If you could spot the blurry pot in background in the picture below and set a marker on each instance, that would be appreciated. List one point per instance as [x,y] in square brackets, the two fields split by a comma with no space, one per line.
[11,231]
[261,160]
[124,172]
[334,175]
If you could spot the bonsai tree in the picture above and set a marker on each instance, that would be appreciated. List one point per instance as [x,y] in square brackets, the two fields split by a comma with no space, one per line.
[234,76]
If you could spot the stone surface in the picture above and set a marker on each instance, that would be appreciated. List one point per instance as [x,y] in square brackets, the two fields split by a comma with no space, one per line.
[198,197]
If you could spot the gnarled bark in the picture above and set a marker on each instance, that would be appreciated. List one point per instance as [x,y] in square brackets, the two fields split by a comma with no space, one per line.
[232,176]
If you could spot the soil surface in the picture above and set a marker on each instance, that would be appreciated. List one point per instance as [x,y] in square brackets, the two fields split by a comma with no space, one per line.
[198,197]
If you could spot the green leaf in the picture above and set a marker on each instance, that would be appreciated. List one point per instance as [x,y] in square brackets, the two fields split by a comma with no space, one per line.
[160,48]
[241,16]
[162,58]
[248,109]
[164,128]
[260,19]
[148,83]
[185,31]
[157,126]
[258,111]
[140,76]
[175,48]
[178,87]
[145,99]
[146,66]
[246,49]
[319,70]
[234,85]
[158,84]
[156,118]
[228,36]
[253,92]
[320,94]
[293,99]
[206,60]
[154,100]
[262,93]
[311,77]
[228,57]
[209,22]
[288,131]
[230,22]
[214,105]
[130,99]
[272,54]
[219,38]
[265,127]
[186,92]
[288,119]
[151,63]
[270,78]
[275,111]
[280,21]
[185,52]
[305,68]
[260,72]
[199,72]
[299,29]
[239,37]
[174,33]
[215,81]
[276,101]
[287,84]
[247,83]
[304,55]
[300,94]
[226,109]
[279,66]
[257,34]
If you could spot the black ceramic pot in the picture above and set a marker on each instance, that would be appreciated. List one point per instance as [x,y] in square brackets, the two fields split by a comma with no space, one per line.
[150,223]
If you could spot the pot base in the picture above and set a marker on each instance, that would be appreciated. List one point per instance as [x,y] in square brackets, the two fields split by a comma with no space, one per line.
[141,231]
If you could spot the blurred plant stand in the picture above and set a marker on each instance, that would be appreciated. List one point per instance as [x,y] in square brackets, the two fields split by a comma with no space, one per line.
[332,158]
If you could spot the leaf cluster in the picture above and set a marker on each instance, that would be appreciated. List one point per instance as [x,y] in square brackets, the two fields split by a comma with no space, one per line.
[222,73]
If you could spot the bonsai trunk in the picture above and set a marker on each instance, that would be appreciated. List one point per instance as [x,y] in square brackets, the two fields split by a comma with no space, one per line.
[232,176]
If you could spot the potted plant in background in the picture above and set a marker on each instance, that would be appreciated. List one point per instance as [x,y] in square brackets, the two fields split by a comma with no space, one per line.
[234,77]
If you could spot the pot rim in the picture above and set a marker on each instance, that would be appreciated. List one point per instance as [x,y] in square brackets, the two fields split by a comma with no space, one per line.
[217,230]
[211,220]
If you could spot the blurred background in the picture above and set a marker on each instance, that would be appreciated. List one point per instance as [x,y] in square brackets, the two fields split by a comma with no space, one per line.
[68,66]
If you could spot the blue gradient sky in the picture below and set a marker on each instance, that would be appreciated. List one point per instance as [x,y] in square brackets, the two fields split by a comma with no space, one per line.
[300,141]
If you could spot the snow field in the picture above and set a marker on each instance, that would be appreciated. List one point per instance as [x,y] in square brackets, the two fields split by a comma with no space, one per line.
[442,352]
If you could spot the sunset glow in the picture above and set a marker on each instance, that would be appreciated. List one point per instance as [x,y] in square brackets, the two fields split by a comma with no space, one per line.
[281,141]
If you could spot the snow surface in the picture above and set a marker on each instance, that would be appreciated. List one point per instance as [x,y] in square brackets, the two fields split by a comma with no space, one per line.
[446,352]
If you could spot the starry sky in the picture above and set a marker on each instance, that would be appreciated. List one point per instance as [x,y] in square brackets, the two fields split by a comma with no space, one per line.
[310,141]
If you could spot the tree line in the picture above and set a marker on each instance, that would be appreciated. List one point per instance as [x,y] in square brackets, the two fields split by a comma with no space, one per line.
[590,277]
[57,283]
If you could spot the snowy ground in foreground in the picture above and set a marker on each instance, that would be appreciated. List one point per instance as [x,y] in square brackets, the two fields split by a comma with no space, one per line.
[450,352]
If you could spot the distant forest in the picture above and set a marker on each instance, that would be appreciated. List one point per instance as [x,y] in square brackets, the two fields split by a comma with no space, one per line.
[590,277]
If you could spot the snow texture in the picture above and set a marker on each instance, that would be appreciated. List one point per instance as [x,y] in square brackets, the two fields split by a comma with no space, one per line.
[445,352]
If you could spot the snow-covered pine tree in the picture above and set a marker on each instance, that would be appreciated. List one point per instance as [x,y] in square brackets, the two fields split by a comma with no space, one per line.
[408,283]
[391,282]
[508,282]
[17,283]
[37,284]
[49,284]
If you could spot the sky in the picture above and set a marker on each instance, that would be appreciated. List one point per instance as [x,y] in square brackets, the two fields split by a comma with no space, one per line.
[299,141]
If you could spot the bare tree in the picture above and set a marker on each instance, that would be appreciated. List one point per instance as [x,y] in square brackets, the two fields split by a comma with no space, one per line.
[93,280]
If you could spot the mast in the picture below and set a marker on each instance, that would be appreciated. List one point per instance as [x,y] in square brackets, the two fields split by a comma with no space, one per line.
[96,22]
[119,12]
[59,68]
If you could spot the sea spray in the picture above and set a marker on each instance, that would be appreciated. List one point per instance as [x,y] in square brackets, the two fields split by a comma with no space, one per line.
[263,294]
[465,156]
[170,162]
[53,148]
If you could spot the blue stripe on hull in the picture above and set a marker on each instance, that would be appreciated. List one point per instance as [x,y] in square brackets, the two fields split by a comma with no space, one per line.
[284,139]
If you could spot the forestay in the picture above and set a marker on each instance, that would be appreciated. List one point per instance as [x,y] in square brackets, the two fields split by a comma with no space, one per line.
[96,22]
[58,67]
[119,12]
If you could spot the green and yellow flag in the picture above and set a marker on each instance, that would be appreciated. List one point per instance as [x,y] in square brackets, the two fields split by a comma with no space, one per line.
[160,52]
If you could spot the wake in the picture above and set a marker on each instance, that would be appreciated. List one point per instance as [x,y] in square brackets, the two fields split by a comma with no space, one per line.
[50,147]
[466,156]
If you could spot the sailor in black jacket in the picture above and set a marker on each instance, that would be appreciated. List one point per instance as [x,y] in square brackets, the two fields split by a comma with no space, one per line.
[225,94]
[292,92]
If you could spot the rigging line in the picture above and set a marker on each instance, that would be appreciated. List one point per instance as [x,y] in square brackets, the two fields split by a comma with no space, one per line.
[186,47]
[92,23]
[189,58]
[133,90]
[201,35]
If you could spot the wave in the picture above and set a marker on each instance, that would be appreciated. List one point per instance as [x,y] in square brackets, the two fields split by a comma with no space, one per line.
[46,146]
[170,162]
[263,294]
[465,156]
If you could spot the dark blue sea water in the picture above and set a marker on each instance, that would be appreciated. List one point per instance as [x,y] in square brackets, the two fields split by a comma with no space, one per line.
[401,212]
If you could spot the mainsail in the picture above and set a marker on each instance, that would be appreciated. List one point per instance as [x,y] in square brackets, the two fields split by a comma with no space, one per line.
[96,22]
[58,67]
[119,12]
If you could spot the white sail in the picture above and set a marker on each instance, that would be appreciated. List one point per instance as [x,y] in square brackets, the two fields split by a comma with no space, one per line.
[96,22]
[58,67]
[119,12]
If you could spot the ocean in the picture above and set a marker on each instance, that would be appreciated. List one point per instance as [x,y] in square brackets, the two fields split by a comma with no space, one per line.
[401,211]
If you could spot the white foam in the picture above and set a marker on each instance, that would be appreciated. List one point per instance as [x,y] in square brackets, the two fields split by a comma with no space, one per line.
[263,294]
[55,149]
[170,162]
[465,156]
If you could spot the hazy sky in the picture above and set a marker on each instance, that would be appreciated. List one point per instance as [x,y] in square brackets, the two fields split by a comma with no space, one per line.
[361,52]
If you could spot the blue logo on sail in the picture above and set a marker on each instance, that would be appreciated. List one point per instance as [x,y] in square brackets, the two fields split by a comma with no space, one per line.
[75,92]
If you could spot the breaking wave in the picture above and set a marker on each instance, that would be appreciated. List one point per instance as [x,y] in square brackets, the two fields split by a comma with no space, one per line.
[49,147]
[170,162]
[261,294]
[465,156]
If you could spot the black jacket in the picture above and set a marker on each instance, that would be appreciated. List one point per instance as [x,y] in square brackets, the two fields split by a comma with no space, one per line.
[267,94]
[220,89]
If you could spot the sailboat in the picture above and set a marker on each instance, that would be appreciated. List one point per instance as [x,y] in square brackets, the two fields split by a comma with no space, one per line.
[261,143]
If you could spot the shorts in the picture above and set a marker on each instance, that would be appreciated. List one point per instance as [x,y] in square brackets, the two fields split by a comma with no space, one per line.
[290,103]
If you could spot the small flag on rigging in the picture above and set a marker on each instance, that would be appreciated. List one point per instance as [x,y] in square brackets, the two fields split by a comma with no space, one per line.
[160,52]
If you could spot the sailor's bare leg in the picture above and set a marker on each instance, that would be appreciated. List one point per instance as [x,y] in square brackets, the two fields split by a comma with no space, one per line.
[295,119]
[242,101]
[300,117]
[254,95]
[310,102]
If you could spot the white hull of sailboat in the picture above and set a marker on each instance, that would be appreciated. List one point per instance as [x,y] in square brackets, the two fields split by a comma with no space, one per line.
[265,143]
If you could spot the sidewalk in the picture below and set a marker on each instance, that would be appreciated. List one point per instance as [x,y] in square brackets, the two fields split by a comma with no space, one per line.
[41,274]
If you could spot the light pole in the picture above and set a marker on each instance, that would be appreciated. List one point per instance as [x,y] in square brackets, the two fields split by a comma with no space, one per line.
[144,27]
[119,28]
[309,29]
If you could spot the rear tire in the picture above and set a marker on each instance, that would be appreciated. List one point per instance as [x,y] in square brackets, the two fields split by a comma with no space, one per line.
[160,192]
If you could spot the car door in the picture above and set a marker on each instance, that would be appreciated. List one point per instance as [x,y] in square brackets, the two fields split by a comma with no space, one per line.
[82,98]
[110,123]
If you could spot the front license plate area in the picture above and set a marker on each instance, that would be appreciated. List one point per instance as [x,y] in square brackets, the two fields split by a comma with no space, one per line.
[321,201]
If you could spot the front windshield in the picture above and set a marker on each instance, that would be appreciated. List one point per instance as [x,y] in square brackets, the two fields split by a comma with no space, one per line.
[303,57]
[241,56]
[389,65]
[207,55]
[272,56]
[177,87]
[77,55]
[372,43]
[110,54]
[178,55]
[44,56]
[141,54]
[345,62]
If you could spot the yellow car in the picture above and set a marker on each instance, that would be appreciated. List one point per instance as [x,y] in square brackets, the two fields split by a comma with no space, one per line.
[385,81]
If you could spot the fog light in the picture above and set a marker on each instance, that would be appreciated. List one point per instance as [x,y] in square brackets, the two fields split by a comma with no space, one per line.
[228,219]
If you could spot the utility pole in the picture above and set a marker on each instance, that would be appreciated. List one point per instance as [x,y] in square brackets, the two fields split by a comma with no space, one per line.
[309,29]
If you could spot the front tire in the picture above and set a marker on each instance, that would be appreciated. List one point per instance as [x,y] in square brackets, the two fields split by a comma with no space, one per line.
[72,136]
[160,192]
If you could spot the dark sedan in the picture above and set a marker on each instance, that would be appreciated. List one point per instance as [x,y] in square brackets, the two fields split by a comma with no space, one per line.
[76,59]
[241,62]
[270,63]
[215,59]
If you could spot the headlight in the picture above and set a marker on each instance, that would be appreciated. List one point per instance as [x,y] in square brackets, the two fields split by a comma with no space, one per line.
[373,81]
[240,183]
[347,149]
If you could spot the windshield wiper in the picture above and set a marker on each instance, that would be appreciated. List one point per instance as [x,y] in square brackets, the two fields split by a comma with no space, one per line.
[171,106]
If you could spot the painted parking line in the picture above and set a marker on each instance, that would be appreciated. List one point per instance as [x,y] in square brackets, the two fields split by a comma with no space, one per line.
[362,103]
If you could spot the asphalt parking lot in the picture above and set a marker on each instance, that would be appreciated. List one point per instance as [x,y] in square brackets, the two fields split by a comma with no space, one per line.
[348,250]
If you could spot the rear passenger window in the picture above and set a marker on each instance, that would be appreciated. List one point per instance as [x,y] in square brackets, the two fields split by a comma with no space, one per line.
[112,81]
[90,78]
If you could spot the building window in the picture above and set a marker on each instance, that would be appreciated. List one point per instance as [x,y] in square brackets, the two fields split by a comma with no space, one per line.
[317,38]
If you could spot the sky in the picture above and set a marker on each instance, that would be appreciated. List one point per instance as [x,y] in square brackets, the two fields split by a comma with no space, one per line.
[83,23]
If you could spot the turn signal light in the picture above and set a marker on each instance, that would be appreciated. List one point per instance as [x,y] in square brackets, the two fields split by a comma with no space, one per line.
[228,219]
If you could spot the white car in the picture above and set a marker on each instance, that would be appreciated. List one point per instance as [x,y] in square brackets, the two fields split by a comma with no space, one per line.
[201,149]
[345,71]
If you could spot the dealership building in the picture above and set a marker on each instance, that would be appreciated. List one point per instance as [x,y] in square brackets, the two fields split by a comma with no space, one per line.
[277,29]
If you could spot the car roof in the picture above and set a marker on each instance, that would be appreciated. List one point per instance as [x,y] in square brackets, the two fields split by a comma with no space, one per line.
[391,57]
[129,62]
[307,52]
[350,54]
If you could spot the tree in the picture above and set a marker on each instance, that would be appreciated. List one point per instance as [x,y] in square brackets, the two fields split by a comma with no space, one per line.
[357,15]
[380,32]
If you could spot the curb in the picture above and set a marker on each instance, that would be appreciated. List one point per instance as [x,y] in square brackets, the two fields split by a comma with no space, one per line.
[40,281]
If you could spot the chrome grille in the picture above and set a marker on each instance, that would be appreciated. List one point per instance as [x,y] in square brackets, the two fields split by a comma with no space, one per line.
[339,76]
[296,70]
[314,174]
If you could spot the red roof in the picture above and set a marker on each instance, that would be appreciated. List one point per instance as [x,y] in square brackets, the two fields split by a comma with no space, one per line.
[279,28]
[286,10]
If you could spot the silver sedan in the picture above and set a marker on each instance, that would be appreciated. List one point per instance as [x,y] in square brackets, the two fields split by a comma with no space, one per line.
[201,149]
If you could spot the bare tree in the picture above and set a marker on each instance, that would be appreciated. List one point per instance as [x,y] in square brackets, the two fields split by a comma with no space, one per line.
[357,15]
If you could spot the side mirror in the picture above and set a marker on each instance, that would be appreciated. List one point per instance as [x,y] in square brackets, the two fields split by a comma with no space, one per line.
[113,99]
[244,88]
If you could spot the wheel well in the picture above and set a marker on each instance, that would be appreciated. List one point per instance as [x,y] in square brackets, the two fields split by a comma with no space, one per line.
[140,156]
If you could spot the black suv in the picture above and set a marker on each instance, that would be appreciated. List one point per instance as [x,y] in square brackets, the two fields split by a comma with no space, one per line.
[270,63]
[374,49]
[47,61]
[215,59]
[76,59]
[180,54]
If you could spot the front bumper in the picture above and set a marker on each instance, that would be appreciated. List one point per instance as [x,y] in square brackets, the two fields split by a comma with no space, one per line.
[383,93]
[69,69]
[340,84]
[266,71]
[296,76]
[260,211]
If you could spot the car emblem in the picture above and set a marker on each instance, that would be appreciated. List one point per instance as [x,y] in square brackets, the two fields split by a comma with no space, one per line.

□ □ □ □ □ □ □

EXERCISE DESCRIPTION → The answer consists only of the lines from the one containing "If you could spot the black suv" to the end of the records, each written out exactly.

ANSWER IN FULL →
If you could spot the black suv in the picture above and set a marker on each instance, that would be appreciated. List one point per instance as [x,y] in square brackets, the two fields split by a comma with no space, one per line.
[270,63]
[374,49]
[47,61]
[215,59]
[76,59]
[180,54]
If you could spot the front bumper in the picture above and set a marker on each instance, that would be appreciated. List one point per instance as [x,y] in square brackets, the two fields split by a comma with no space, one per line.
[383,93]
[69,69]
[340,84]
[266,71]
[296,76]
[260,211]
If you could spot the car emblem in the picture above and set a marker on each instance, that would be appreciated. List one point per instance as [x,y] in square brackets, the two fields split by a comma with no space, one per line.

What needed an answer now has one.